* [SOURCE DATA]
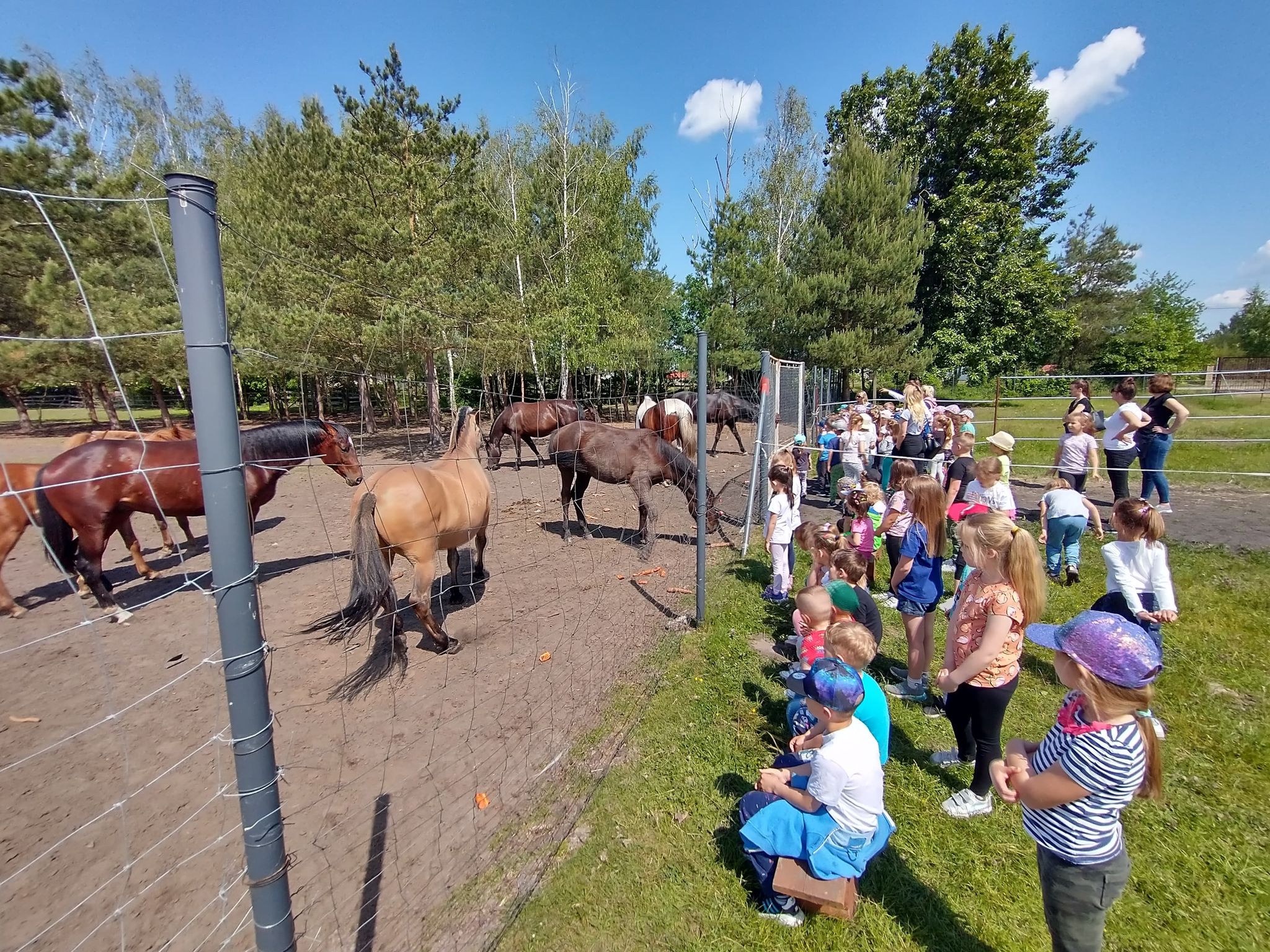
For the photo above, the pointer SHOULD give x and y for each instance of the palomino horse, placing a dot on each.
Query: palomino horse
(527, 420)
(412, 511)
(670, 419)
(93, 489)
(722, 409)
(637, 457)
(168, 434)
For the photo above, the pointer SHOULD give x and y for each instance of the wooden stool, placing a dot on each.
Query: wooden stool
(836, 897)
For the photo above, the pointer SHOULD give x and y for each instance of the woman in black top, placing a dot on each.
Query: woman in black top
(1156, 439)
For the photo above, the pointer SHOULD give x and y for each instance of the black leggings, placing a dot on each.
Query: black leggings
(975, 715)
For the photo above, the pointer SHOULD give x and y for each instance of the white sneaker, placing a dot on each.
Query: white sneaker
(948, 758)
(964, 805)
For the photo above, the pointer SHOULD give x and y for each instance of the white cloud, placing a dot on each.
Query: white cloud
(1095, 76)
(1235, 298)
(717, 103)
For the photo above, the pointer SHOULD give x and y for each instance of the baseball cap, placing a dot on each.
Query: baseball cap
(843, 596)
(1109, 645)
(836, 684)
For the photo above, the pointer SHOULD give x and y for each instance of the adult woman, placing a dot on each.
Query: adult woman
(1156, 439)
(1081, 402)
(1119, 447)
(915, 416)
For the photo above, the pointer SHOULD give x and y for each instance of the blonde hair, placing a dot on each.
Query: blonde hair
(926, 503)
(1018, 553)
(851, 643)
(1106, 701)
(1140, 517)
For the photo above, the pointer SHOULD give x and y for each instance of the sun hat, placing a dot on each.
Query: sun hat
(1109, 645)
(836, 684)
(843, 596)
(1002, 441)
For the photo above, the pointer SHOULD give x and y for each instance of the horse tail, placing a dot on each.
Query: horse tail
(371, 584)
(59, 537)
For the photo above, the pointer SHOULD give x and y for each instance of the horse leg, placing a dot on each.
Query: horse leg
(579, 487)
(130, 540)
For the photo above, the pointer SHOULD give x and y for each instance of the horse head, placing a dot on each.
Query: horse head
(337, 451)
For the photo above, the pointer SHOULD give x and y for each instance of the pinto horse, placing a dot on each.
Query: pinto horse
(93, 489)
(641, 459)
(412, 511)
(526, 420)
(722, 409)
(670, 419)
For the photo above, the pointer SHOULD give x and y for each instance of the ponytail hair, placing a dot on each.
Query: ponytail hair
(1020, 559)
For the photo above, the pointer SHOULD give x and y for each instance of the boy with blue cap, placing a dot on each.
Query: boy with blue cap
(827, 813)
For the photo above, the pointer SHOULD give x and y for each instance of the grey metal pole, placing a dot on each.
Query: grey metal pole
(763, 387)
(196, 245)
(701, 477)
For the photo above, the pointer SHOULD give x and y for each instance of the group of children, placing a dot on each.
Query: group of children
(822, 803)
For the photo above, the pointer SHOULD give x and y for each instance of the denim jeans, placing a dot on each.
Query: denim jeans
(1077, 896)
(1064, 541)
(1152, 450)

...

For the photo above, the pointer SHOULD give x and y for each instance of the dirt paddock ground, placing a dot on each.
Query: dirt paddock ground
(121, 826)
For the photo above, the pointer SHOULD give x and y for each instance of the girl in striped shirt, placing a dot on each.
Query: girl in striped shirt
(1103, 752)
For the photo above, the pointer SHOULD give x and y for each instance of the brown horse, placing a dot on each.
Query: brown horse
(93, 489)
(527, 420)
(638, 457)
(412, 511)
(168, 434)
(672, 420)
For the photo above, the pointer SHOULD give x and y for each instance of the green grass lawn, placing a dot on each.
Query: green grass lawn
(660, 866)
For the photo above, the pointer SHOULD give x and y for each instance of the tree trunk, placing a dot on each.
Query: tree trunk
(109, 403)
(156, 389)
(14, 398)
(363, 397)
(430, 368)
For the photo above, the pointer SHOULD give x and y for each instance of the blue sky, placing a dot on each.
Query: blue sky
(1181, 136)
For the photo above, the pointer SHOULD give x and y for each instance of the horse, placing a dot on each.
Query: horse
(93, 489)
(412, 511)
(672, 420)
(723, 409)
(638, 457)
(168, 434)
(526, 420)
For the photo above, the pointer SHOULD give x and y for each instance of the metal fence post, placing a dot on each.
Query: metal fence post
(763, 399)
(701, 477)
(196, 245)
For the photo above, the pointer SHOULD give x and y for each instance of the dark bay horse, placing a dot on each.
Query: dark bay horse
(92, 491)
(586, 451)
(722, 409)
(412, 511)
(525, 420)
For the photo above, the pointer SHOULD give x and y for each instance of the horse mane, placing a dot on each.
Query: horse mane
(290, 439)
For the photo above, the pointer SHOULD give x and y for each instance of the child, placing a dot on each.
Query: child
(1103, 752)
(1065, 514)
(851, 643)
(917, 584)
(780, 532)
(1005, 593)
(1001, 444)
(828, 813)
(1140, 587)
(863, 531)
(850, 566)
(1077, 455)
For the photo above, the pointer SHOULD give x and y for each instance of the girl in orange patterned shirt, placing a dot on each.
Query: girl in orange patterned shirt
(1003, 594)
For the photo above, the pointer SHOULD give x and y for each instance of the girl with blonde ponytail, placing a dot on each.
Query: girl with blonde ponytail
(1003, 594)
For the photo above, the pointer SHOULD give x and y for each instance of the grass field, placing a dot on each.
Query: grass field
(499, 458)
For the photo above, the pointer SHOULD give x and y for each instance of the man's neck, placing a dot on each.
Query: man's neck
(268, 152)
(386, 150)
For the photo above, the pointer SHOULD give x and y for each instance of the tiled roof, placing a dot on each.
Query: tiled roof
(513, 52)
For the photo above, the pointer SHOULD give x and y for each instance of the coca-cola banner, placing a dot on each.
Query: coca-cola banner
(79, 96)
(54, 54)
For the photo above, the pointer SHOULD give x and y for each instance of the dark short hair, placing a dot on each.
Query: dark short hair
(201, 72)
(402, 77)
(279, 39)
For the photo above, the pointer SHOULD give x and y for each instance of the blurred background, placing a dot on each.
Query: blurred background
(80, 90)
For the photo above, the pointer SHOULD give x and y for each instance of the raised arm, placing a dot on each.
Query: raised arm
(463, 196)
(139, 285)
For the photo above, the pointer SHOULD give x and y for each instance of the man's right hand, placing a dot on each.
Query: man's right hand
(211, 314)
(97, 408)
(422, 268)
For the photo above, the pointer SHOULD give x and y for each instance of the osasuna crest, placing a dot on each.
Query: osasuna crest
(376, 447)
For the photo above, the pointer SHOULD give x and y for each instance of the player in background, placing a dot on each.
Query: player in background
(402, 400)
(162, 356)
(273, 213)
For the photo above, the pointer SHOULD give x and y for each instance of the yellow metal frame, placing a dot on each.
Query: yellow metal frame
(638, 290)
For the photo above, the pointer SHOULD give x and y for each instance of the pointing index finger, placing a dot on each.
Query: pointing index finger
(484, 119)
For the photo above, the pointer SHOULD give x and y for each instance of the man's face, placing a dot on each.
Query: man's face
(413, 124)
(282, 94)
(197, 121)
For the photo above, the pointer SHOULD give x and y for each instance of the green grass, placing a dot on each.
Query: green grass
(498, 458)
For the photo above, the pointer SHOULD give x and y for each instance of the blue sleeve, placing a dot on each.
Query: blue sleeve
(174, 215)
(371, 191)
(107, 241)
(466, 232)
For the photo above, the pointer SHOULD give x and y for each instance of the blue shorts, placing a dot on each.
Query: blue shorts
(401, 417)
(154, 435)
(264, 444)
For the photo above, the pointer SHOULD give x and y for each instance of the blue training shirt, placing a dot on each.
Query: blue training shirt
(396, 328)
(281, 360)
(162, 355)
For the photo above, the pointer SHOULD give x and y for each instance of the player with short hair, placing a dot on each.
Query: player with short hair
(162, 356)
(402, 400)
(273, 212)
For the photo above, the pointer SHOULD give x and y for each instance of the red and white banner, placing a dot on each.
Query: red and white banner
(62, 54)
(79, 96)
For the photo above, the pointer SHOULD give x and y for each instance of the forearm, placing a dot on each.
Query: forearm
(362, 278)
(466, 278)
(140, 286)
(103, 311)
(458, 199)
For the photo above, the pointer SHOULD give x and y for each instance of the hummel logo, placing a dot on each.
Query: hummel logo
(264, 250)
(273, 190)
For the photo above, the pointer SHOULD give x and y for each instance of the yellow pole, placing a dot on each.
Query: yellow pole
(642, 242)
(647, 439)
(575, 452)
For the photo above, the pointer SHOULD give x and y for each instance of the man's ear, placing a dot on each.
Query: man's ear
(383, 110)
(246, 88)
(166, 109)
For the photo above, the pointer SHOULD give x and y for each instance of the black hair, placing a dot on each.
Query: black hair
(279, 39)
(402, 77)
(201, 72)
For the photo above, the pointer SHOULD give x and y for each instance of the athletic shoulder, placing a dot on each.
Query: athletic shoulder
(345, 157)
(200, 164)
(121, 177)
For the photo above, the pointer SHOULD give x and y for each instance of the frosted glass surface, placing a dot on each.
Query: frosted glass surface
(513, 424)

==

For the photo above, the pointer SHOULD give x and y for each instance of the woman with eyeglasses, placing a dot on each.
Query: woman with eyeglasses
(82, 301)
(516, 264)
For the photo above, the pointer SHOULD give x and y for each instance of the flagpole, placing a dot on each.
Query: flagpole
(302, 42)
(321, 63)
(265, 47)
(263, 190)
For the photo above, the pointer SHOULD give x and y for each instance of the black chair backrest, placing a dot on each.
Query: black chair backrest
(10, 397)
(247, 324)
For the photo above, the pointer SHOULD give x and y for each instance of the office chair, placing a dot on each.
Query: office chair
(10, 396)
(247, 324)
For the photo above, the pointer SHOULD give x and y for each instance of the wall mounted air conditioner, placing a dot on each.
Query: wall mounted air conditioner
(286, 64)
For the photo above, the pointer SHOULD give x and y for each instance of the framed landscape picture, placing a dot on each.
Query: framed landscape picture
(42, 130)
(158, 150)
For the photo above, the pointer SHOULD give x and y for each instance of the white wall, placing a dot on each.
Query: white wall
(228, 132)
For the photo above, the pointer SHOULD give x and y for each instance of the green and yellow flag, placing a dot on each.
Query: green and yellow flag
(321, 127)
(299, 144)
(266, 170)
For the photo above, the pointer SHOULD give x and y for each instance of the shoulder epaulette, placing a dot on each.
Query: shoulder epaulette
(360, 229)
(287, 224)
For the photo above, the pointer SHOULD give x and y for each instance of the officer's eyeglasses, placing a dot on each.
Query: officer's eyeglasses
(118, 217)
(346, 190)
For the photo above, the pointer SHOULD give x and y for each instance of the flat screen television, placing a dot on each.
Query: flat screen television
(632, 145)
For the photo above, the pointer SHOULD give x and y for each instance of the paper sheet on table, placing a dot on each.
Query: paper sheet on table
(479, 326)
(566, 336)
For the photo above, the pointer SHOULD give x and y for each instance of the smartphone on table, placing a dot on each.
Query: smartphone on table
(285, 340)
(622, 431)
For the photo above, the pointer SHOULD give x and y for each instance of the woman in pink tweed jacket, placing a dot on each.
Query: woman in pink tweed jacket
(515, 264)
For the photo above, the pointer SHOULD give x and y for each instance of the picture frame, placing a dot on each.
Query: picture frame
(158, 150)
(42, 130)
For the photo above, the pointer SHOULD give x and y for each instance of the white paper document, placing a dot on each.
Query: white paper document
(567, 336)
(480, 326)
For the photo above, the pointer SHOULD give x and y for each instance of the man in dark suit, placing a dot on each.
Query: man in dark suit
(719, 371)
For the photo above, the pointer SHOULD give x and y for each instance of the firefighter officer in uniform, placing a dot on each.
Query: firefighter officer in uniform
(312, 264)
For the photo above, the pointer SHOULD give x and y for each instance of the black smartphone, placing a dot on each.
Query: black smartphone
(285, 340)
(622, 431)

* [YOUR TASK]
Looking at the records above, return exactly the lines from the line with "children, placing a dot on each." to the line with "jeans, placing a dot on each.", both ends included.

* [SOLUTION TO THE PROBLEM]
For the photo above, the pointer SHOULD give x and y for each instance of the group of children, placing a dot on each.
Query: group of children
(822, 803)
For the photo above, the pointer SHOULD give x and y for each instance of the denim jeans, placing a dot on each.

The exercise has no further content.